■ TEXT SEGMENT:
######
The aspect that is analogous to now with respect to emerging markets was détente -- Russia was brought into the free market, and that became a big factor. Interestingly, wheat was the first commodity to take off, and from there everything followed. "You had a sense that almost every commodity just took off, surpassed their old time highs by quite a bit, and just surprised everybody. It caught the industry off guard."
Stoken states that there was a stronger case for inflation then, then now. "Inflationary expectations were embedded in the environment of the 1970s. That meant both prices and wages were escalating. In the current environment, so far, the wage element is missing. While in the present environment there are a variety of factors which are feeding into higher prices for commodities, beginning with low interest rates spurring monetary growth and a couple of decades of benign prices decreasing incentives to develop commodity production," says Stoken. "For example, increase in agricultural productivity has not kept pace with demand from China and India. We've come as close to a perfect storm as we can."
As to the theory of commodity index funds and ETFs playing into the cycle of higher commodity prices which was recently brought up in hearings on Capital Hill, Stoken thinks "most definitely... it's almost all on the bull side, but at the same time the situation couldn't develop without underlying fundamentals."
Generally, Strategic Investments' trading approach is multi-faceted and has an ongoing development process dating back to the inception of its track record in 1992. Their stated competitive advantage comes from a long-term trend following approach, emphasis on risk management, and a proprietary blend of relative strength and volatility adjustments which directly influences how positions are constructed.
The Commodity Program trades precious metals, energies, grains, meats and softs, and utilizes different fundamental models for each sector. The objective is to "try to use the technicals and marry them with the fundamentals." With certain fundamental models, such as with the grains, technicals are mapped more stringently to the fundamentals, but with other markets like crude oil, fundamentals are loosely mapped.
"We've reduced our trading to three sectors. Metals in which gold is our core market, energies where oil is our core market, and agriculturals which include grains, meat and soft markets such as cotton, sugar and cocoa, but the core market is corn," explains Stoken. "We will stick with core markets until another market within a sector is showing more promise. Relative strength is used to make that determination."
As a variety of these markets have become increasingly frothy, Stoken is "starting with the assumption that we're basically in 'nose-bleed' territory. But also with the idea that we don't know if we're in the sixth inning of a twelve inning game, or the eleventh inning. So we're trading much more carefully."
This aversion to risk plays into an important aspect of Strategic Investment's approach. Risk control is facilitated with the use of volatility models to determine when a specific market's volatility has increased to the point where risk is unacceptable. Stoken also uses technical tools to indicate entry and exit points, as well as requiring confirmation that both technicals and fundamentals are working in the same direction.
Stoken explains further, "Having a technical part of our system, which is a large part, means that we are trend followers and can't anticipate or say that it's a top or not. And even if our fundamental models say that the market is turning bearish, it becomes an indicator to get out, not to go short."
In effect, Stoken does not initiate or maintain positions which conflict with the long term trend as identified by Strategic Investments' proprietary algorithms. "Our trend identification and risk management are our strengths. In addition to constant risk monitoring, we've built into our system volatility gauges which when triggered immediately decrease the leverage of the particular trade and tightens our stops. This is in addition to our low margin-to-equity usage, which averages between 6% and 10%."
######
■ INFORMATION SHOWN:
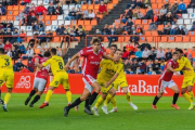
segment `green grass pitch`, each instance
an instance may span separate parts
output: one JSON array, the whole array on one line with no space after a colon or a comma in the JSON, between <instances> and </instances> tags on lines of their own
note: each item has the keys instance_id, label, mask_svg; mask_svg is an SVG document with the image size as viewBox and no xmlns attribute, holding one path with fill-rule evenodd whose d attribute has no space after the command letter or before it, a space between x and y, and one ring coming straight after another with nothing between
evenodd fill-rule
<instances>
[{"instance_id":1,"label":"green grass pitch","mask_svg":"<svg viewBox=\"0 0 195 130\"><path fill-rule=\"evenodd\" d=\"M2 94L4 96L4 93ZM151 107L153 96L132 96L139 109L133 110L126 98L117 95L118 113L100 116L89 116L83 113L83 103L79 112L72 109L64 117L64 106L67 104L65 94L53 94L50 106L38 108L46 94L35 104L35 107L24 105L27 94L12 94L8 104L9 112L0 109L0 130L193 130L195 128L195 109L188 110L188 103L179 98L181 109L170 107L172 98L162 98L157 106ZM73 95L73 101L79 95ZM108 109L112 105L108 106Z\"/></svg>"}]
</instances>

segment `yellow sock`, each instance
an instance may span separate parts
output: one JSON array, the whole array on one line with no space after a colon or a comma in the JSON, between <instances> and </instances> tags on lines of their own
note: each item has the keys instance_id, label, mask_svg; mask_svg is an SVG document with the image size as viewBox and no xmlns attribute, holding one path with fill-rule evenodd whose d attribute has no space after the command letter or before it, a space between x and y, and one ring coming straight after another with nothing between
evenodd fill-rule
<instances>
[{"instance_id":1,"label":"yellow sock","mask_svg":"<svg viewBox=\"0 0 195 130\"><path fill-rule=\"evenodd\" d=\"M6 94L4 95L4 104L8 104L11 98L11 93L6 92Z\"/></svg>"},{"instance_id":2,"label":"yellow sock","mask_svg":"<svg viewBox=\"0 0 195 130\"><path fill-rule=\"evenodd\" d=\"M116 98L114 96L112 100L110 100L110 103L113 104L113 107L116 108Z\"/></svg>"},{"instance_id":3,"label":"yellow sock","mask_svg":"<svg viewBox=\"0 0 195 130\"><path fill-rule=\"evenodd\" d=\"M105 106L107 106L107 104L109 103L110 99L112 99L112 95L107 94L106 100L104 101L104 105Z\"/></svg>"},{"instance_id":4,"label":"yellow sock","mask_svg":"<svg viewBox=\"0 0 195 130\"><path fill-rule=\"evenodd\" d=\"M49 103L50 98L52 96L52 92L53 92L52 90L48 90L44 102Z\"/></svg>"},{"instance_id":5,"label":"yellow sock","mask_svg":"<svg viewBox=\"0 0 195 130\"><path fill-rule=\"evenodd\" d=\"M66 98L67 98L68 103L72 103L72 92L70 91L66 92Z\"/></svg>"},{"instance_id":6,"label":"yellow sock","mask_svg":"<svg viewBox=\"0 0 195 130\"><path fill-rule=\"evenodd\" d=\"M183 94L183 96L185 98L186 101L192 103L191 96L186 92Z\"/></svg>"},{"instance_id":7,"label":"yellow sock","mask_svg":"<svg viewBox=\"0 0 195 130\"><path fill-rule=\"evenodd\" d=\"M126 94L126 99L128 100L128 102L130 103L131 102L131 98L130 98L131 95L130 95L130 92L128 92L127 94Z\"/></svg>"},{"instance_id":8,"label":"yellow sock","mask_svg":"<svg viewBox=\"0 0 195 130\"><path fill-rule=\"evenodd\" d=\"M188 92L188 94L190 94L190 96L191 96L191 102L194 103L194 92L191 91L191 92Z\"/></svg>"},{"instance_id":9,"label":"yellow sock","mask_svg":"<svg viewBox=\"0 0 195 130\"><path fill-rule=\"evenodd\" d=\"M99 108L99 106L101 106L103 102L104 102L104 100L102 99L102 96L100 96L95 103L95 107Z\"/></svg>"}]
</instances>

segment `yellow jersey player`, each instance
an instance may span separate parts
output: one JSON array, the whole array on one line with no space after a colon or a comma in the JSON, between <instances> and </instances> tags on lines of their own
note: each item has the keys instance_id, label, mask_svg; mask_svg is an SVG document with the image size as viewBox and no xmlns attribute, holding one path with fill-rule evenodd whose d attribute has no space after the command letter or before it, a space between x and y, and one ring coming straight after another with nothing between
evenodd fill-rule
<instances>
[{"instance_id":1,"label":"yellow jersey player","mask_svg":"<svg viewBox=\"0 0 195 130\"><path fill-rule=\"evenodd\" d=\"M188 109L193 109L194 108L194 93L193 93L193 86L195 82L195 74L194 74L194 69L191 65L191 62L183 56L183 51L181 49L177 50L178 54L179 54L179 67L176 68L176 72L183 72L183 83L182 83L182 89L181 89L181 94L185 98L186 101L188 101L191 103ZM188 91L188 94L186 93L186 91Z\"/></svg>"},{"instance_id":2,"label":"yellow jersey player","mask_svg":"<svg viewBox=\"0 0 195 130\"><path fill-rule=\"evenodd\" d=\"M114 56L117 63L109 60L103 60L100 64L100 67L102 69L101 73L98 75L98 83L101 86L102 95L99 98L96 104L92 107L92 110L96 116L99 116L98 108L100 105L102 105L107 94L109 93L110 95L108 101L116 94L116 90L113 88L112 82L118 77L120 72L123 69L123 65L120 62L121 55L121 50L117 50Z\"/></svg>"},{"instance_id":3,"label":"yellow jersey player","mask_svg":"<svg viewBox=\"0 0 195 130\"><path fill-rule=\"evenodd\" d=\"M56 49L51 49L51 58L49 58L47 62L39 64L38 60L36 58L36 66L42 68L48 65L50 65L52 74L53 74L53 80L49 84L49 89L46 95L44 103L39 106L39 108L43 108L44 106L49 106L49 100L52 95L52 92L55 88L57 88L60 84L63 86L63 88L66 91L66 96L68 101L68 105L70 105L72 102L72 93L69 91L69 83L68 83L68 74L64 69L64 61L61 56L56 55Z\"/></svg>"},{"instance_id":4,"label":"yellow jersey player","mask_svg":"<svg viewBox=\"0 0 195 130\"><path fill-rule=\"evenodd\" d=\"M13 89L13 80L14 80L14 72L12 65L12 58L8 55L4 55L4 49L0 49L0 88L5 82L6 86L6 94L4 96L3 110L8 112L6 104L10 101L12 89Z\"/></svg>"},{"instance_id":5,"label":"yellow jersey player","mask_svg":"<svg viewBox=\"0 0 195 130\"><path fill-rule=\"evenodd\" d=\"M116 44L112 44L110 46L110 54L109 56L114 56L115 51L117 50L117 46ZM133 109L138 109L138 107L131 102L131 95L130 92L128 91L128 83L127 83L127 79L126 79L126 74L123 72L123 69L120 72L119 76L117 77L117 79L113 82L114 84L114 89L118 90L118 87L120 87L126 95L126 99L128 100L129 105L133 108ZM102 106L102 110L106 112L107 109L107 104L108 104L108 100L110 99L110 95L108 94L105 102L104 102L104 106ZM117 112L117 105L116 105L116 99L113 98L110 100L110 103L113 104L113 109L109 113L115 113Z\"/></svg>"}]
</instances>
######
■ EXERCISE SET:
**1)** Name the sectors that the Commodity Program trades, according to the text on Strategic Investments' commodity trading.
**2)** Carry on the text on Strategic Investments' commodity trading, starting after its final sentence.

■ EXERCISE ANSWERS:
**1)** Precious metals, energies, grains, meats, softs

**2)**
Strategic Investments has also developed a proprietary model which indicates whether or not there is an overall bull market or bear market in commodities. This model provides a lot of stability to stay with the trend, but after it turns, there will likely be some give-back. "Right now we're in a fairly strong bull market. However, if the market turns bearish, the technicals will always be late -- that's the nature of these indicators."
Asked if production capacity and demand factors from emerging markets would sustain a commodity bull market for many years, Stoken replied, "As far as capacity is concerned, that is a hard one to say. I've been around these markets for a long time and I've heard a lot of arguments. With respect to grains, at least in the U.S., there is land that we can bring on, as well as with countries like Brazil and Argentina, they're adding to the production of food. With globalization, we're part of a world market."
Stoken suggested that livestock is an example where feed costs haven't yet fully permeated into the cost of meat. According to his experience, the price of meat is really important in the overall inflationary outlook because it goes straight to the pocketbook of the consumer when they eat dinner or go out to a restaurant.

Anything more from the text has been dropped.